WRITTEN INSTRUCTION A
From the text on managing photos, return word for word the part that opens with the words containing "AE | I store" and closes with "space for me.".
WRITTEN INSTRUCTION B
Render this sentence from the text on managing photos in Spanish: "Remember that stories don't require perfect pictures."

SELECTION
------

AE | I store all my photos + digital products on an external hard-drive so that it isn't using my main system. Depending on what photo management program you use you should be able to google how to store your photos + media to an external drive. You can get a 1 or 2TB external hard-drive for a lot less than it used to be. For many years I used LaCie external drives. Aaron takes care of all that stuff for me now so I don't even know what I have beyond knowing that I still backup to an external drive as well as store all my media on another external drive (and backup through CrashPlan). I also regularly delete movies - mine are work related - after I have finished a project. Those files tend to take up the most space for me. 

Another suggestion: take less photos. To some people this might sound really crazy but, trust me, you don't need 10 photos of anything that are basically the exact same image. You just don't. So rather than running into those photos when you get on your computer, don't take that many in the first place. This, as with anything else, is a practice. Sometimes we go into auto-pilot when we pick up our phones or cameras and take way too many photos simply because we can. Remember when each one of those shots had a $ attached to it when everything was film? Imagine if all the photos we take now still had that $ sign attached? In a way there is a price for all those photos - it's called overwhelm. Try a little bit of mindfulness when it comes to taking photos next time and see if that impacts the number you are taking + if it impacts the amount of time you are spending down the line. 

Remember that stories don't require perfect pictures. Remember that often even what we see with our eyes is really hard to actually capture with our camera. 

KJ 06 : Overwhelm of stories - I have so many I want to tell, each story prompt opens up so many thoughts. Which should I tell? How should I tell it; just words or a new technique? How long should I spend, should my goal be to tell as many, or tell some that are 'better' quality?

------

(Coordinate annotation entries)

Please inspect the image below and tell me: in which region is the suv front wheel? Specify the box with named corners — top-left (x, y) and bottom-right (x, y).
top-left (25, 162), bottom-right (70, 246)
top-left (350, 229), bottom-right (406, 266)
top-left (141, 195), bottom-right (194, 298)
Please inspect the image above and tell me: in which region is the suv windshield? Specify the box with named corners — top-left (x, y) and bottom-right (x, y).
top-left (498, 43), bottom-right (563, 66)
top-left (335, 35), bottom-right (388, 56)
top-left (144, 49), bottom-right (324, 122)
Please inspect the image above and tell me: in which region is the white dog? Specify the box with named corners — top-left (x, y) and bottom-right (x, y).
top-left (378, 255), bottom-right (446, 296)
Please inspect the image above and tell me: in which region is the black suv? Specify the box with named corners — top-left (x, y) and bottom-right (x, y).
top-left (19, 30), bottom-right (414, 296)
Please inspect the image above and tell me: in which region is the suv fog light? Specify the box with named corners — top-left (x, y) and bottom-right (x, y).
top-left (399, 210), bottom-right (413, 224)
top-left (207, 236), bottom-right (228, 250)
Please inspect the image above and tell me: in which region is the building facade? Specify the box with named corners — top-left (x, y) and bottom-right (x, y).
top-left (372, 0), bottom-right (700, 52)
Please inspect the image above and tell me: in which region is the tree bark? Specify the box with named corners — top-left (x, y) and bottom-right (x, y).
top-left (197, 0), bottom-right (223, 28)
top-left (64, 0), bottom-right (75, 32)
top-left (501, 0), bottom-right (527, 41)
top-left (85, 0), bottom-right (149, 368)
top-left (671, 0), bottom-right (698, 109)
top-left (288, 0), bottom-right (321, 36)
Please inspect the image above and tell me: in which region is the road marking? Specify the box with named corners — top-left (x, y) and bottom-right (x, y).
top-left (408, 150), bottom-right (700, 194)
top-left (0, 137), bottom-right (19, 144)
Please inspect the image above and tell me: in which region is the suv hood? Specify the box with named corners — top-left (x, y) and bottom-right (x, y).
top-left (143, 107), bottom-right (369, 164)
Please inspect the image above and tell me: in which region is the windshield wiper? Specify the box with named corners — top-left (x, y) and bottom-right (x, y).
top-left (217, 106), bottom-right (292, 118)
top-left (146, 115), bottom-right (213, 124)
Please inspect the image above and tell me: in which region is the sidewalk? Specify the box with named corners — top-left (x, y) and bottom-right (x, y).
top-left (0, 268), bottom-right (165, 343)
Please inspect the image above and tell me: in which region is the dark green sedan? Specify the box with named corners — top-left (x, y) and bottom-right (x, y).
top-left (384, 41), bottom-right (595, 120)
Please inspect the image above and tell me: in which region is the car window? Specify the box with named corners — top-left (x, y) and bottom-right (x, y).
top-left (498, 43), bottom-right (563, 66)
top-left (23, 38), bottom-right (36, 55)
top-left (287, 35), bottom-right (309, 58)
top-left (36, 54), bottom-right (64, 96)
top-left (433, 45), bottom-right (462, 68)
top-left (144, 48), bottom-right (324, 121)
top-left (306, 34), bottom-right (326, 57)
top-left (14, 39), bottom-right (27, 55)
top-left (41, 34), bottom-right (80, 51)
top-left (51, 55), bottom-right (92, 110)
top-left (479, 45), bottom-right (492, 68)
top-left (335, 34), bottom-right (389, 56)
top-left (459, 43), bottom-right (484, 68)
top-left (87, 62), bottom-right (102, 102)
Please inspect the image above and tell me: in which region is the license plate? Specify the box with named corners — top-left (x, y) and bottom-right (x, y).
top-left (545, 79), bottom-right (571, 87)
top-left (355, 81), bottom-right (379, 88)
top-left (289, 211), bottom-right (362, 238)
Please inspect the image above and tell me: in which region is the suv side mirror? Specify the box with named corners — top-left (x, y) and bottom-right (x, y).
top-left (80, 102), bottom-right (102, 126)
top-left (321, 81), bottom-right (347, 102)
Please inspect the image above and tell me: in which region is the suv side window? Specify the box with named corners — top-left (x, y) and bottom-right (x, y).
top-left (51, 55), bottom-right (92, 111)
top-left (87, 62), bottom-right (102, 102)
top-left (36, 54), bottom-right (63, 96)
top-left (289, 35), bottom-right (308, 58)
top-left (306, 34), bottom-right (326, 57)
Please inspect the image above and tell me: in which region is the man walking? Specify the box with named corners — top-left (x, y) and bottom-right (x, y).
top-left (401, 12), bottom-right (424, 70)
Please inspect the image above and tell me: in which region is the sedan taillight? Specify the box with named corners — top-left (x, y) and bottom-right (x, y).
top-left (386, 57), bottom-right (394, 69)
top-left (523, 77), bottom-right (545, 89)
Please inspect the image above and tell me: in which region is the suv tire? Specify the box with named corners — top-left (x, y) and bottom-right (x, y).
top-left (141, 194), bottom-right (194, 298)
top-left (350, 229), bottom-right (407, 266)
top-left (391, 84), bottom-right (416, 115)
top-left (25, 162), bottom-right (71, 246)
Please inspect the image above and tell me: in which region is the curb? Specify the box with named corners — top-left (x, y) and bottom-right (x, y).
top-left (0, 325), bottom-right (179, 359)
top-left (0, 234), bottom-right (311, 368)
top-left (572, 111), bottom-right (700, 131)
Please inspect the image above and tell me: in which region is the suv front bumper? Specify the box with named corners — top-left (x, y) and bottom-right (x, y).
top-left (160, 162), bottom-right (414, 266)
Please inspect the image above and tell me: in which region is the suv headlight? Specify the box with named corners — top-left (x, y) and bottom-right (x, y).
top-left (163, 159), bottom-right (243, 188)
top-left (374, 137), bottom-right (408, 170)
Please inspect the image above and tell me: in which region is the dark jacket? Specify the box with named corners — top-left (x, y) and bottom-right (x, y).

------

FULL RESPONSE A
AE | I store all my photos + digital products on an external hard-drive so that it isn't using my main system. Depending on what photo management program you use you should be able to google how to store your photos + media to an external drive. You can get a 1 or 2TB external hard-drive for a lot less than it used to be. For many years I used LaCie external drives. Aaron takes care of all that stuff for me now so I don't even know what I have beyond knowing that I still backup to an external drive as well as store all my media on another external drive (and backup through CrashPlan). I also regularly delete movies - mine are work related - after I have finished a project. Those files tend to take up the most space for me.

FULL RESPONSE B
Recuerda que las historias no requieren fotos perfectas.